## SUPPLIED RECORDS
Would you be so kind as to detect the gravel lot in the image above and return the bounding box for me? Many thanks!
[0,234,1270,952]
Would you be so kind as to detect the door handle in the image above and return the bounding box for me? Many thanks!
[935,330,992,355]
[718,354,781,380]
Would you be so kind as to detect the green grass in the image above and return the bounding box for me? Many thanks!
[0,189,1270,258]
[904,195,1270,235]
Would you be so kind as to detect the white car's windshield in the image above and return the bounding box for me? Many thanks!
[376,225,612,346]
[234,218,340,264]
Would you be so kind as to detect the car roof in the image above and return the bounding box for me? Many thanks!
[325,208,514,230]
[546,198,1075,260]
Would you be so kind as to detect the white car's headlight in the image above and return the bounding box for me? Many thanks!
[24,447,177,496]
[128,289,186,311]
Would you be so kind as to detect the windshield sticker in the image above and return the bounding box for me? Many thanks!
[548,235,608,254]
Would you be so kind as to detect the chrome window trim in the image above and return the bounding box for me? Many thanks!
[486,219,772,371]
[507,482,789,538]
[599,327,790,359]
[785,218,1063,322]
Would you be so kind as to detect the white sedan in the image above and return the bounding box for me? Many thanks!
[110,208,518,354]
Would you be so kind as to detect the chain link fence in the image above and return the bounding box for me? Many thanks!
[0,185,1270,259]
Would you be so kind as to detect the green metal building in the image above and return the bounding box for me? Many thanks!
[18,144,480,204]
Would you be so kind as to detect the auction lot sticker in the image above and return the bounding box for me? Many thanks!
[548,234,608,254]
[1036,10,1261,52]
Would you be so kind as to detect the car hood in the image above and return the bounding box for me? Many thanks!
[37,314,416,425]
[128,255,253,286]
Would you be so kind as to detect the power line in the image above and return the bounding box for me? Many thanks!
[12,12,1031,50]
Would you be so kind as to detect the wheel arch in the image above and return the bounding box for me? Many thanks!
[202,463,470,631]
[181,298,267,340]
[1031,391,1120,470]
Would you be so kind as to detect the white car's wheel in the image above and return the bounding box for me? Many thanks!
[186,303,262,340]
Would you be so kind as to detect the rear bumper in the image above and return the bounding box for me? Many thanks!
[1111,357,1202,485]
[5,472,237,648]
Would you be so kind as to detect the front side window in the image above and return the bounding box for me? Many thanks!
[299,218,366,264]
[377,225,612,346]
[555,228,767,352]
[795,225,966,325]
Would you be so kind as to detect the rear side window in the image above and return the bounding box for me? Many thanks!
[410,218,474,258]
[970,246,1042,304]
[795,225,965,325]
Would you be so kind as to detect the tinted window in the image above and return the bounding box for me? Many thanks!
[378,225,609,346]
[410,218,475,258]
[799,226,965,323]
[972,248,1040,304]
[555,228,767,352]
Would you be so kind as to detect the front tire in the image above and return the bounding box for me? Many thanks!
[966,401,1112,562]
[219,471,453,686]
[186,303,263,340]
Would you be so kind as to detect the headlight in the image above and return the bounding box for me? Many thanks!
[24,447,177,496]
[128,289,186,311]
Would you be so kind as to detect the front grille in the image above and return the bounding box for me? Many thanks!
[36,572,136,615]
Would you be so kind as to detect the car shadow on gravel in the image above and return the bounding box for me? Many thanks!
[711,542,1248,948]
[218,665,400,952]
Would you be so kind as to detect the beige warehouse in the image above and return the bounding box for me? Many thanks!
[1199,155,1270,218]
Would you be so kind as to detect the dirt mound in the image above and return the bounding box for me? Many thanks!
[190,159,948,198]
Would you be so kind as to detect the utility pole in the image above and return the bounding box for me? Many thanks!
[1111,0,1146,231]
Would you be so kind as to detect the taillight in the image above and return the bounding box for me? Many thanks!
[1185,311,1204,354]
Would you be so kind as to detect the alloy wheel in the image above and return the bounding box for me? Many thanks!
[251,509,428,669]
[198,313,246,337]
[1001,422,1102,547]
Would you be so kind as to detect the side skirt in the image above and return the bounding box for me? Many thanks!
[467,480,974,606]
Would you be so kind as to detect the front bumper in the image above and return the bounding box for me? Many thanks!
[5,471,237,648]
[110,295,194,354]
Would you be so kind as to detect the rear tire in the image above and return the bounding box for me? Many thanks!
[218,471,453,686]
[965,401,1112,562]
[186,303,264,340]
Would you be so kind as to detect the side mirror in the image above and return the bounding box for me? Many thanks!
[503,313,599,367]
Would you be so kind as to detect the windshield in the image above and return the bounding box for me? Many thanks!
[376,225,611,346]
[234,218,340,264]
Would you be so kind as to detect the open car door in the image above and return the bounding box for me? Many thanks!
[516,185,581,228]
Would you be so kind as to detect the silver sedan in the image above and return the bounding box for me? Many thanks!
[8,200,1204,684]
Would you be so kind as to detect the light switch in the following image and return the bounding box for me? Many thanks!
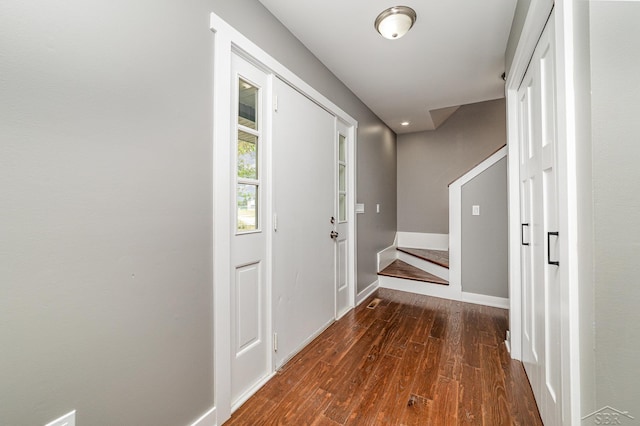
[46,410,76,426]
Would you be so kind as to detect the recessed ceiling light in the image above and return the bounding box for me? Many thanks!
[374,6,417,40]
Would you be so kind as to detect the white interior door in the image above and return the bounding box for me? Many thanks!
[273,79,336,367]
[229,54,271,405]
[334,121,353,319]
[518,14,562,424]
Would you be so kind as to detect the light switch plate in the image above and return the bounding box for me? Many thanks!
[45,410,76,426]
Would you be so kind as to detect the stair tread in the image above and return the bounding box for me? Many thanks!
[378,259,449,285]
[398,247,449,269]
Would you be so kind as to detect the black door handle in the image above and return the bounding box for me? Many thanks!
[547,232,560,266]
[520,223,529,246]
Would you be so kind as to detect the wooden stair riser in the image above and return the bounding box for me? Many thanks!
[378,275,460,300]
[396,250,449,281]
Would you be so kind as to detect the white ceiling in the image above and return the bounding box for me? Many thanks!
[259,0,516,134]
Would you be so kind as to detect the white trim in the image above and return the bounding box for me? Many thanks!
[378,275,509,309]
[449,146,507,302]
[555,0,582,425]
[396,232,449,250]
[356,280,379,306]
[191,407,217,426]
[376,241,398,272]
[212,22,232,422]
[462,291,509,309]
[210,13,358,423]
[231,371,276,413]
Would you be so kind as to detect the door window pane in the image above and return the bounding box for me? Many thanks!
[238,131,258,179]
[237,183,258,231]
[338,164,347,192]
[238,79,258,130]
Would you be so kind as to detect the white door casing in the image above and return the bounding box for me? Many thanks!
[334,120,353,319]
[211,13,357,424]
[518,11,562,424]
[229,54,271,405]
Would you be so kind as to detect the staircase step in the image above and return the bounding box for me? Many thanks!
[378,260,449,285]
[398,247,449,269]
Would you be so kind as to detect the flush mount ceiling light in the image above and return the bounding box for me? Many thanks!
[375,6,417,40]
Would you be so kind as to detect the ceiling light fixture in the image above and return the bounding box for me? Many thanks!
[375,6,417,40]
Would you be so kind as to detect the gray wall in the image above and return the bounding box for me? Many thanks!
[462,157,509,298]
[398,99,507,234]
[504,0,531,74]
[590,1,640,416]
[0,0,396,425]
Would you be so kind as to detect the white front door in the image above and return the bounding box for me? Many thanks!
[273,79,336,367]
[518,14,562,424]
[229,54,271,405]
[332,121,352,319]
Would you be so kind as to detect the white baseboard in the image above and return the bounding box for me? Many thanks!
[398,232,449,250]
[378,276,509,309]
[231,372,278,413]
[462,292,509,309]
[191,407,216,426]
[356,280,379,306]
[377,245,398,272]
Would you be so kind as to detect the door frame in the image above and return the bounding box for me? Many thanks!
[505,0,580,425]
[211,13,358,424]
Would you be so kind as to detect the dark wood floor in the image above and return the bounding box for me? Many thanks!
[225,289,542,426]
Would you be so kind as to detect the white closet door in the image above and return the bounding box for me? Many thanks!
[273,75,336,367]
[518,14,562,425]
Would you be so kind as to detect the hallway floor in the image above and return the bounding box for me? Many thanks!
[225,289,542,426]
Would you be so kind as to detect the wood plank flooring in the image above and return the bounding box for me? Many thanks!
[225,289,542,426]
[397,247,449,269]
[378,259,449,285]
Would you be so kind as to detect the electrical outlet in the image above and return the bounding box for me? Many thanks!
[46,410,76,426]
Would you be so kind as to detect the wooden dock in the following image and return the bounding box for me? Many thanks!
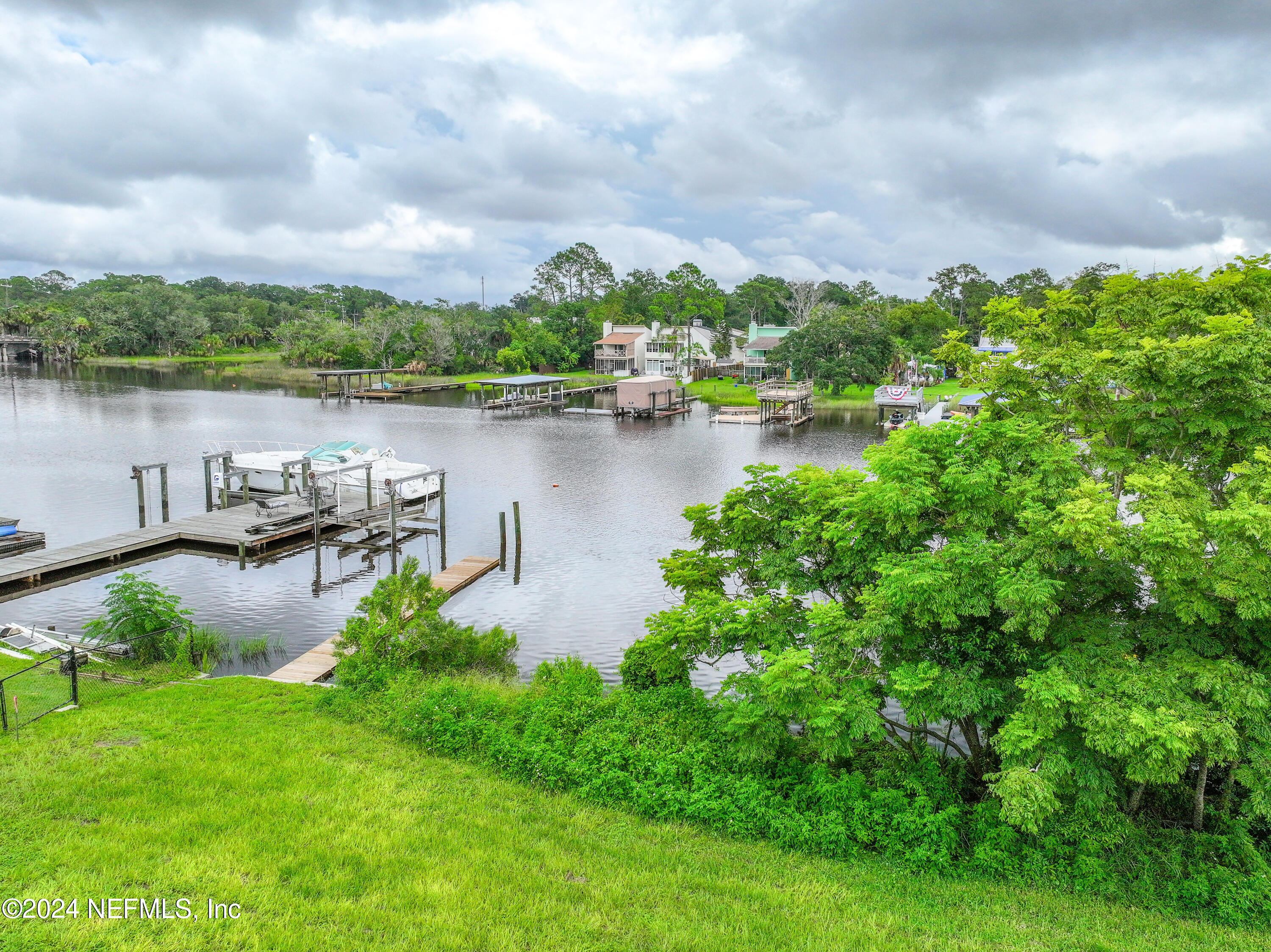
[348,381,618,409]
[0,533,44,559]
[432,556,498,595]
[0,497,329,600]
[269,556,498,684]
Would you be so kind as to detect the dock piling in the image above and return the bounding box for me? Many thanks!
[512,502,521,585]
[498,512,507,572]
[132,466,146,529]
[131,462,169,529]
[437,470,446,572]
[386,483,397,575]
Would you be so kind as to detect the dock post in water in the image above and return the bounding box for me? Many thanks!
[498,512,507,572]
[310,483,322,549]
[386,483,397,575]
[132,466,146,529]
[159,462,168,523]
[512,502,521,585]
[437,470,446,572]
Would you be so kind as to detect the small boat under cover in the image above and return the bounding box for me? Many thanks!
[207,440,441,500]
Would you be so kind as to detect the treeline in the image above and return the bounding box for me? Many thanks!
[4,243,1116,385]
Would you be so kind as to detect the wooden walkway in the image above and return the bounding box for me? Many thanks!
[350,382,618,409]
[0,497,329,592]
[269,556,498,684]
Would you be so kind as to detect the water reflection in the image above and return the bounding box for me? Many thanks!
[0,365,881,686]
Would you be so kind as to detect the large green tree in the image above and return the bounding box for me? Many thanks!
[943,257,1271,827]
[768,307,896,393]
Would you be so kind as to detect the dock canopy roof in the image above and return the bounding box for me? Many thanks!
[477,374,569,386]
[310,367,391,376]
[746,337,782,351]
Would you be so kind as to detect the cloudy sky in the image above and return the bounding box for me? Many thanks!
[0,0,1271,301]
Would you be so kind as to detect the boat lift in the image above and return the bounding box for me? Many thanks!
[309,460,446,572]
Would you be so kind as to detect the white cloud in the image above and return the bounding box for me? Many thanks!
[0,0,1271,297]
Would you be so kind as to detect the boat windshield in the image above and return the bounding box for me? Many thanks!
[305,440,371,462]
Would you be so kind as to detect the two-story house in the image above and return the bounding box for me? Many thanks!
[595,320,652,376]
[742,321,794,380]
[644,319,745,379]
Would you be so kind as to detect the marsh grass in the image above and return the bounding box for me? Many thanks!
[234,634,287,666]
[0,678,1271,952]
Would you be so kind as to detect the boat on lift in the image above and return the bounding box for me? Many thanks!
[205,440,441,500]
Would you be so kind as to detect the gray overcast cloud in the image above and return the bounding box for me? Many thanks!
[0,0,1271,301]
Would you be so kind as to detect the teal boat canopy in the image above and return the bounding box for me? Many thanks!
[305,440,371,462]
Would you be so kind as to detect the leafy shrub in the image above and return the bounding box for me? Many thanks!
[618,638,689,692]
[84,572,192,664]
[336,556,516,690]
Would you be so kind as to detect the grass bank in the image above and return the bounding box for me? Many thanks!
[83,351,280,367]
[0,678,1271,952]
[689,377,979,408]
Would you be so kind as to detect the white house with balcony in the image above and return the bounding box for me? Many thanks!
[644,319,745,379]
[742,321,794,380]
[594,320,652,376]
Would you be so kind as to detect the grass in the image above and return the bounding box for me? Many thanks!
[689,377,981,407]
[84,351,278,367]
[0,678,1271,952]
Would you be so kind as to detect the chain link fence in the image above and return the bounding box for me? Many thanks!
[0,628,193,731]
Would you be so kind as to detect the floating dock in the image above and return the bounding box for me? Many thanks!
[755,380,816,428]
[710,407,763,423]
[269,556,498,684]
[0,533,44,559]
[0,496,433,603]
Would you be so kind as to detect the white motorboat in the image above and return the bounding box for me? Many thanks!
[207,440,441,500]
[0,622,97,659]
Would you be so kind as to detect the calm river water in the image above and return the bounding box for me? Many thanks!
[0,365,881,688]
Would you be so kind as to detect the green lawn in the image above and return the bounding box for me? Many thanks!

## THE TASK
Format the entries above as a numbered list, starting at the line with "Would you be so kind as to detect the front bumper" and continuing through the line with "[45,410,76,426]", and skip any blank lines. Leave the pictures out of your answer.

## EXERCISE SOLUTION
1. Would you be so kind as to detect the front bumper in the image above and return the bounding box for me? Many thanks!
2. [5,471,237,648]
3. [110,295,194,354]
4. Would you be so kind as to detect the rear tire in the image above and return the bounding box for me? Many thanks!
5. [218,471,453,686]
6. [965,401,1112,562]
7. [186,303,264,340]
8. Would you be so kind as to detect the side mirror in the image above and return the bounding box for me? Many thanks!
9. [503,313,599,367]
10. Would you be so kind as to detect the windshield in the image above and return the bounding box for me? Many thanks!
11. [376,225,611,346]
12. [234,218,340,264]
13. Would you be so kind as to detect the open car door in the image above and return the bounding box for me? Many thanks!
14. [516,185,581,228]
15. Would you be so kind as to detect the silver sedan in the image above and return the bounding box for me? Many thanks!
16. [8,200,1204,684]
17. Would you be so kind as to detect the light switch in the following image and return the bounding box for me? Many thanks!
18. [46,410,76,426]
19. Would you be so kind as to detect the recessed ceiling light in the image above and return the bounding box for me? Many thanks!
20. [374,6,417,40]
21. Would you be so kind as to detect the white interior door in the image above and return the bounding box for me? Many thanks!
22. [273,79,336,367]
23. [229,54,271,405]
24. [334,121,353,319]
25. [518,14,562,424]
26. Would you be so kind as to detect the light switch plate in the image above and return the bounding box for me? Many thanks!
27. [45,410,76,426]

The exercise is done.